** START PASSAGE GIVEN **

Inter-Process Communication (IPC)
Without communication, a thread can use resources moved to the stack. A peripheral could only be used by one thread throughout the application runtime, and no event could trigger an action. Thus, to create a useful application, inter-process communication is essential.
IPC in computer systems is used to transfer information beyond the virtual address space of a process [19, pp. 3]. While threads on microcontrollers share the same address space and direct access to other thread stacks would be possible, IPC is used where memory protection isolates memory. Furthermore, can common terminology, known from computer systems, be applied to embedded systems.
Figure: Overview of available IPC mechanisms.
Depending on the size of the information, different forms of communication are used, i.e., large measurement sample arrays need a different form of IPC than simply waiting for an event flag to be set. the figure shows an overview of the different IPC mechanisms in Bern RTOS.
Critical Sections (internal)
The simplest solution for synchronized access to a resource is a critical section. Before a protected resource is accessed, all interrupts are disabled. Without interrupts, no thread switch or preemption in general can occur, synchronizing access to the resource. As soon as the resource is not used anymore, interrupts can be enabled again.
The advantage of this approach is that it can be applied to any microcontroller. But disabling interrupts increases the latency of service routines that might not even affect the protected resource. In real-time application (e.g., motor control) interrupt latency must be kept low. Some CPU architectures allow for interrupt masking instead of disabling all interrupts [24, pp. 265], so that time-critical interrupts can still be executed.
Bern RTOS discourages the use of critical sections. They are not available to users. Generally, synchronization using atomic operations is preferred. Short critical sections are used within the scheduler where hardware capabilities for atomic operation do not suffice.
In the current kernel implementation, all interrupts are disabled during a critical section. This will be changed to interrupt masking when interrupt handling is added to the kernel.
Event System (internal)
All forms of IPC transport data between threads and allow threads to wait for an event. While the data transport is different for every form of IPC, suspending threads until data is ready, is used for all IPC. Bern RTOS uses a common event system for all IPC.
A thread can request to be suspended until an IPC is updated. On update events, the affected threads must be woken up.
Figure: Event list.
As illustrated in the figure all events are stored in one list. An event is created for every form of IPC registered in the kernel. An event consists of the following:
Identifier (ID) Is used to access an event through a system calls. In contrast to passing a pointer to an event through system calls looking for an ID is computationally more expensive, but it ensures that a thread cannot crash the kernel by passing any memory address.
Settings Contain additional information on whether to use priority inversion or if all threads should be woken-up or just the first one.
Pending A list of threads pending for the event. The list sorted by priority as the highest priority thread will be granted access to the IPC first.
The event system is used within the kernel and the user cannot access it directly.
Mutual Exclusion (Mutex)

** END PASSAGE GIVEN **
** START SUPPLIED INFORMATION **

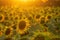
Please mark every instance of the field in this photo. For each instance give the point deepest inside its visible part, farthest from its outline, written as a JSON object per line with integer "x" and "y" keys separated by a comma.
{"x": 32, "y": 23}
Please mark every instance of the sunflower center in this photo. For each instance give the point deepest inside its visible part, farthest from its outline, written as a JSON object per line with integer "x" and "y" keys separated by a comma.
{"x": 38, "y": 16}
{"x": 22, "y": 25}
{"x": 7, "y": 32}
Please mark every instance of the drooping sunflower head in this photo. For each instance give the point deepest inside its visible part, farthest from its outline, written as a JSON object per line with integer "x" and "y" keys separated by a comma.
{"x": 22, "y": 26}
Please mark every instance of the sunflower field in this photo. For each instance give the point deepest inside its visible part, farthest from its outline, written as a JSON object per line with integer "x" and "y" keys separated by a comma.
{"x": 32, "y": 23}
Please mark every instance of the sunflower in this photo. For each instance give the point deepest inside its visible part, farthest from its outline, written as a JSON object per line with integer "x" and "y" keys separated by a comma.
{"x": 8, "y": 31}
{"x": 1, "y": 31}
{"x": 42, "y": 20}
{"x": 1, "y": 17}
{"x": 22, "y": 25}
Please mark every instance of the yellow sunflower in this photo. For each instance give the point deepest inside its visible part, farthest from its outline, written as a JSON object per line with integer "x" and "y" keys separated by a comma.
{"x": 37, "y": 17}
{"x": 48, "y": 17}
{"x": 23, "y": 25}
{"x": 2, "y": 17}
{"x": 8, "y": 31}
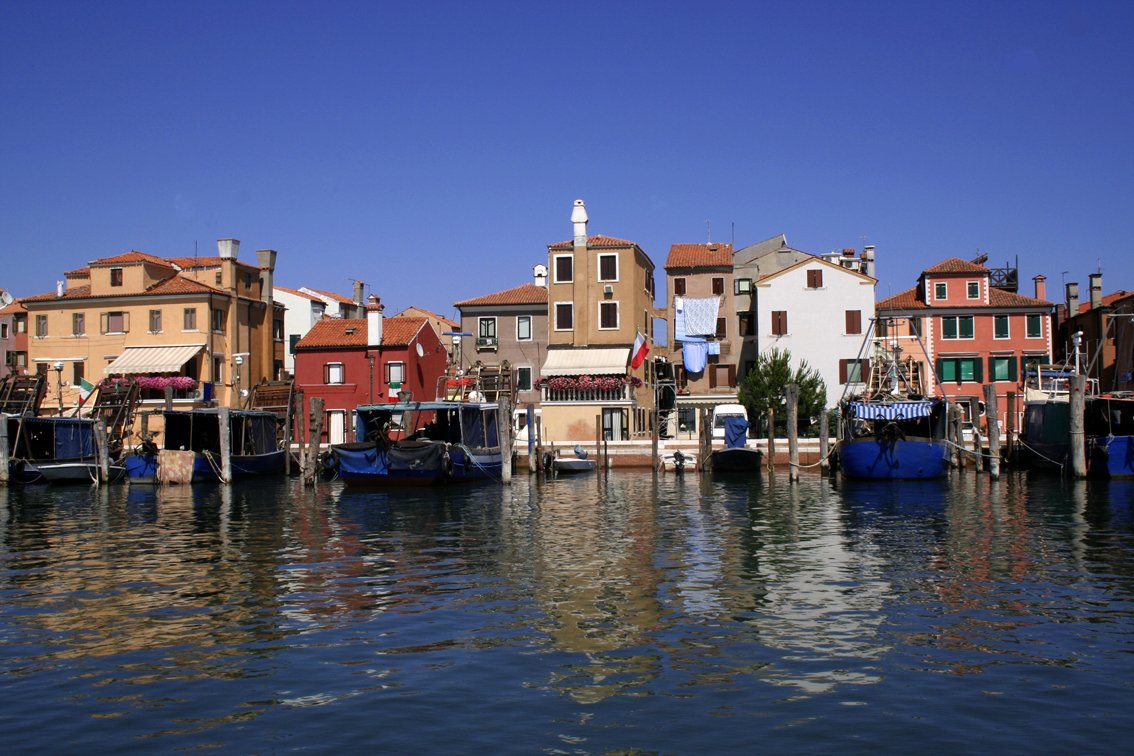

** END SUPPLIED INFORMATION **

EXERCISES |
a: Copy the passage on inter-process communication word for word, between "Event System (internal)" and "be woken up.", inclusive.
b: Write the next part of the passage on inter-process communication, picking up after its final line.

RESULTS BY TASK |
a:
Event System (internal)
All forms of IPC transport data between threads and allow threads to wait for an event. While the data transport is different for every form of IPC, suspending threads until data is ready, is used for all IPC. Bern RTOS uses a common event system for all IPC.
A thread can request to be suspended until an IPC is updated. On update events, the affected threads must be woken up.

b:
Printing to a serial interface on a microcontroller from two threads without synchronization leads to interfering strings at the output. The same happens if an array of measurement samples is read and written from different threads. Consistent data can only be guaranteed if only ever one thread can access data at a time. Mutual exclusion (mutex) is a synchronization primitive that restricts access to a resource to one thread.
Design
Similar to the Mutex type from the Rust standard library, a mutex in Bern RTOS encapsulates a resource, tightly coupling synchronization and resource.
Figure: Mutex data structure.
A mutex has the data structure shown in the figure. It has an event ID from the event system, a lock, and data with a generic type and size. A mutex must be placed in a shared memory region for multiple threads to have access.
When a thread wants to access a mutex, it will try setting the lock using an atomic operation. If the lock can be set, the data can be accessed without ever calling the kernel. When the lock is already set a thread can be suspended until the lock is released. An event is triggered whenever a lock is released.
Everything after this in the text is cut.